*Requests*:
1. Put this sentence from the article on Latvia's EU presidency into Spanish: "For the second time since the Lisbon Treaty, the European Council has discussed European security and defence issues."
2. From the article on Latvia's EU presidency, output the passage starting at the words "With 2015 coming" and ending after the words "and work together.".

*Source document*:
++++++++++++++++++++
With 2015 coming to an end, Latvia can look upon the year with pride and a sense of accomplishment. Having presided over the Council of the European Union for the first half of a trying year for the Union, the country of 2 million showed that great things can be achieved as long as one is willing to work hard and work together.
We will not admire our success for too long, as the work quickly continues with the Latvian capital city hosting the 10th annual security and foreign policy forum – The Rīga Conference 2015, where many of the priorities of the presidency will continue to be discussed.
With the European Union showing signs of controlling the economic crisis, it is important to look towards the future for potential opportunities in order to remain competitive on a global scale. It is time to enter the 21st century and understand that things such as the extension of free-trade zones will allow for the European Union to sustain its role as a global leader in innovation and trade. Therefore, Latvia supports the ratification of Transatlantic Trade Investment Partnership (TTIP), which would make the Transatlantic trade area the largest free market in the world – with more than 850 million people. It would allow for a competitive trade area, where innovators can reach out to more people and bolster the economy. There was a significant public interest in the two TTIP rounds of negotiations held in Riga during the Presidency, which is reflected in the programme of The Rīga Conference. The Vice President of the European Commission, Valdis Dombrovsksi, will speak in a panel about the rise of Geoeconomics and the European Union’s role in it, together with H.E Mr. Arseniy Yatsenyuk, the Prime Minister of Ukraine, Anthony Gardner, the U. S Ambassador to the European Union, and H.E Mrs. Laimdota Straujuma, the Prime Minister of Latvia.
The Transatlantic trade agreement would also deepen the Transatlantic cooperation on defence that today plays an ever increasing role in securing the European Union. For the second time since the Lisbon Treaty, the European Council has discussed European security and defence issues. Together with the High Representative of the Union for Foreign Affairs and Security Policy and the NATO Secretary-General, the EU Heads of State and Government reviewed the progress made since December of 2013 and decided on new goals for the EU Common Security and Defence Policy (CSDP). Among the major achievements were both the decision by the European Council on 26 June to initiate the review of the European Security Strategy by drafting the first EU global strategy on foreign and security policy by June 2016, and the task of mobilising all EU instruments to help counter hybrid threats, by intensifying cooperation between the EU and NATO. The Minister of Defence of Latvia, Raimonds Bergmanis, together with Vecdi Gönül, the Minister of National Defence of Turkey will discuss NATO’s role in the defence of global stability.
++++++++++++++++++++
Entries pointing to named objects:
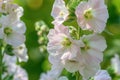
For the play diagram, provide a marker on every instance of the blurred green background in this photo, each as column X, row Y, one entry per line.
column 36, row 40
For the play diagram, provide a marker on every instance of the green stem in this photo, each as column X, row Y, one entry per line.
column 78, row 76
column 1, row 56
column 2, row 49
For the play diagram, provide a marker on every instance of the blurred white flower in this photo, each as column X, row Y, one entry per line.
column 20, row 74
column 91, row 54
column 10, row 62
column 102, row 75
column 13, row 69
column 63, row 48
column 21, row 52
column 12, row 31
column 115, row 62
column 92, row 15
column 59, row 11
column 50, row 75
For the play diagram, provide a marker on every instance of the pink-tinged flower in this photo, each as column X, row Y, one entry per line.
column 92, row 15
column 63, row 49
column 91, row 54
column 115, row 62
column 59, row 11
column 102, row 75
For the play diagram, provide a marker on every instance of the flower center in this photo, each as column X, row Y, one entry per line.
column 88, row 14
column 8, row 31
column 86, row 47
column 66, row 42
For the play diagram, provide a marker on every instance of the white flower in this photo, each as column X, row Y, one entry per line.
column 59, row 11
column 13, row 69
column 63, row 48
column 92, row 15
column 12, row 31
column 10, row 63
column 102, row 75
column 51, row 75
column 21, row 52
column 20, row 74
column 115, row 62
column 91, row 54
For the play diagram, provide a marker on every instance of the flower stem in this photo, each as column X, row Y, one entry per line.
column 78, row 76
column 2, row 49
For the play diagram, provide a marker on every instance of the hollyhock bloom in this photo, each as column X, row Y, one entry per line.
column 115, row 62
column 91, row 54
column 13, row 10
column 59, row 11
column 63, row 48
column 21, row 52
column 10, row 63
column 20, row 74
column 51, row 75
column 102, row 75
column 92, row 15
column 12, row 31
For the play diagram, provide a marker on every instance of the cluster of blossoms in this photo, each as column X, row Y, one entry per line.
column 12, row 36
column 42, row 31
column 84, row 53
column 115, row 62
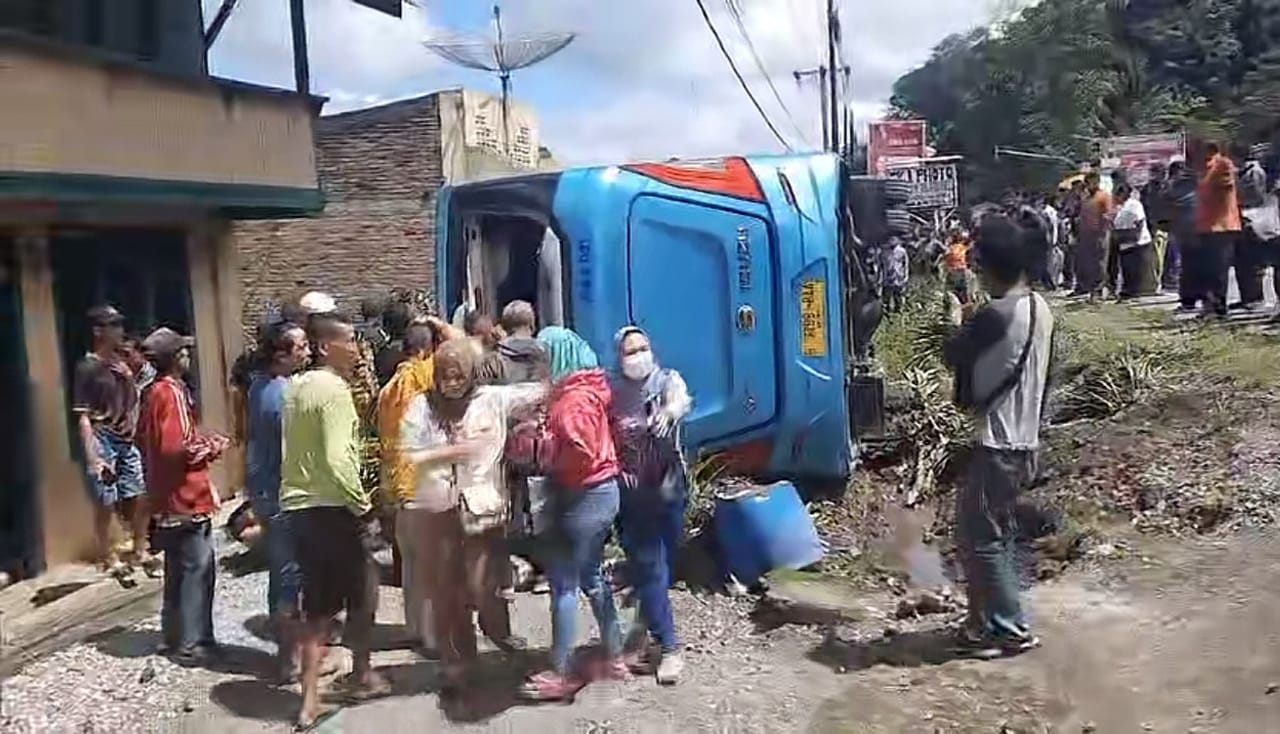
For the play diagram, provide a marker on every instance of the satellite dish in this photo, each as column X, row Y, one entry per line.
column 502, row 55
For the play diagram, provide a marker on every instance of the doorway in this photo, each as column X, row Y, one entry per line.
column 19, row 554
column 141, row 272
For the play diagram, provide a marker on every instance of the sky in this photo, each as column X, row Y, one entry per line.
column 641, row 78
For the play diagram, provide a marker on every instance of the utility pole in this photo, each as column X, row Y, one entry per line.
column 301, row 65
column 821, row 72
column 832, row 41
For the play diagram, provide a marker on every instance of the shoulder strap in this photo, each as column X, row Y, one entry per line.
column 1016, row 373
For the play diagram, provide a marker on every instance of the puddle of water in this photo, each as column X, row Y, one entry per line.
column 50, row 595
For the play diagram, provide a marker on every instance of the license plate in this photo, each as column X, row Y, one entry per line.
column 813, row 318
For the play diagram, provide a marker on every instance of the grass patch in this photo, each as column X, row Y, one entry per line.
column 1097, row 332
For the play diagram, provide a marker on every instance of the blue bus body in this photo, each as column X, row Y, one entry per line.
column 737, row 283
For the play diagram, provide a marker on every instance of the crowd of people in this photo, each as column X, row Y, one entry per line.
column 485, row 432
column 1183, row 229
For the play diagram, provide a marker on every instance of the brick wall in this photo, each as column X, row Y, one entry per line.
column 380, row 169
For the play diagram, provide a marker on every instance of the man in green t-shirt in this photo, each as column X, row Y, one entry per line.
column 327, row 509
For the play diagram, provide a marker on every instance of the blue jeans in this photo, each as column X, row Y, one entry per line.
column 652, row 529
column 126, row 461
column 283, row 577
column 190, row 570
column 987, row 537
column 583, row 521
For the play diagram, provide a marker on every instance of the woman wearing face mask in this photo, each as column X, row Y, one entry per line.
++++++++++++++++++++
*Answers below*:
1. Por segunda vez desde el Tratado de Lisboa, el Consejo Europeo ha debatido cuestiones de seguridad y defensa europeas.

2.
With 2015 coming to an end, Latvia can look upon the year with pride and a sense of accomplishment. Having presided over the Council of the European Union for the first half of a trying year for the Union, the country of 2 million showed that great things can be achieved as long as one is willing to work hard and work together.